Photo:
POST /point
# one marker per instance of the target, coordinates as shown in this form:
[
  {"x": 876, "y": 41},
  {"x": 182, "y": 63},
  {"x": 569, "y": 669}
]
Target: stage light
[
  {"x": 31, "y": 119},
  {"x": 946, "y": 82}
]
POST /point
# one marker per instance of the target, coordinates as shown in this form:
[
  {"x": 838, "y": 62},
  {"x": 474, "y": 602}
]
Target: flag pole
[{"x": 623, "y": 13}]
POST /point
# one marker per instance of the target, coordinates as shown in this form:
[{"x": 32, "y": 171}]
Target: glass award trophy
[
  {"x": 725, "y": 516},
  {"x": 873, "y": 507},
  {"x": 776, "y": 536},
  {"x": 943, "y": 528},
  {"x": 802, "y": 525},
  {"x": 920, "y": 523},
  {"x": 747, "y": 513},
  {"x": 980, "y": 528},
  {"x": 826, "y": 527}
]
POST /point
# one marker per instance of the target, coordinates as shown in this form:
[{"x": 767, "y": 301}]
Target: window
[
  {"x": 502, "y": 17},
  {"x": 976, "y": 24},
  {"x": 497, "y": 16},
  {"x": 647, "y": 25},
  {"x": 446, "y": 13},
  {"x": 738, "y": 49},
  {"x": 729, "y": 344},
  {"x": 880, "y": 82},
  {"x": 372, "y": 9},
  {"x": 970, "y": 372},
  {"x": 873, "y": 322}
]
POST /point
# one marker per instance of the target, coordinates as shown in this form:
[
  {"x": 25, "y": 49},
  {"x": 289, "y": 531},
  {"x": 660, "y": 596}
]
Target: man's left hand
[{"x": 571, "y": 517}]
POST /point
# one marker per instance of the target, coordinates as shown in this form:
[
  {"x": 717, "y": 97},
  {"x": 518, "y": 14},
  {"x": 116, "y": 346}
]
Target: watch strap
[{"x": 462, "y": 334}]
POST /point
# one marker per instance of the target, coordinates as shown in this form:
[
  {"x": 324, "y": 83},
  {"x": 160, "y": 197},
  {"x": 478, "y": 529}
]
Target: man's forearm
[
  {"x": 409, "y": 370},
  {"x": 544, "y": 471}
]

#### [Description of the task]
Each entry must appear in the reply exactly as written.

#### [Exercise answer]
Photo:
POST /point
# one marker per instance of the target, coordinates as shown in this form:
[
  {"x": 876, "y": 41},
  {"x": 182, "y": 63},
  {"x": 569, "y": 669}
]
Target: stage light
[
  {"x": 31, "y": 119},
  {"x": 946, "y": 82}
]
POST /point
# one marker per instance of the target, coordinates as shown in this form:
[
  {"x": 838, "y": 62},
  {"x": 474, "y": 602}
]
Target: flag pole
[{"x": 623, "y": 13}]
POST /point
# one marker per instance of the target, coordinates as shown in this form:
[{"x": 32, "y": 171}]
Target: glass award trophy
[
  {"x": 725, "y": 516},
  {"x": 873, "y": 507},
  {"x": 776, "y": 536},
  {"x": 943, "y": 528},
  {"x": 802, "y": 525},
  {"x": 920, "y": 523},
  {"x": 747, "y": 513},
  {"x": 980, "y": 528},
  {"x": 826, "y": 527}
]
POST /point
# one marker per instance of the target, coordinates as shown in this form:
[{"x": 767, "y": 301}]
Target: window
[
  {"x": 502, "y": 17},
  {"x": 976, "y": 24},
  {"x": 497, "y": 16},
  {"x": 647, "y": 25},
  {"x": 446, "y": 13},
  {"x": 738, "y": 49},
  {"x": 729, "y": 344},
  {"x": 880, "y": 82},
  {"x": 372, "y": 9},
  {"x": 970, "y": 372},
  {"x": 873, "y": 322}
]
POST /point
# one marker per instance of the target, coordinates as shown in this form:
[
  {"x": 25, "y": 49},
  {"x": 289, "y": 531},
  {"x": 660, "y": 596}
]
Target: man's left hand
[{"x": 571, "y": 517}]
POST /point
# one marker per instance of the target, coordinates as shown in this form:
[
  {"x": 717, "y": 97},
  {"x": 518, "y": 14},
  {"x": 116, "y": 346}
]
Target: watch strap
[{"x": 462, "y": 334}]
POST /point
# one marker per instance of the target, coordinates as shown in this form:
[
  {"x": 324, "y": 83},
  {"x": 160, "y": 197},
  {"x": 478, "y": 529}
]
Target: man's forearm
[
  {"x": 409, "y": 370},
  {"x": 544, "y": 471}
]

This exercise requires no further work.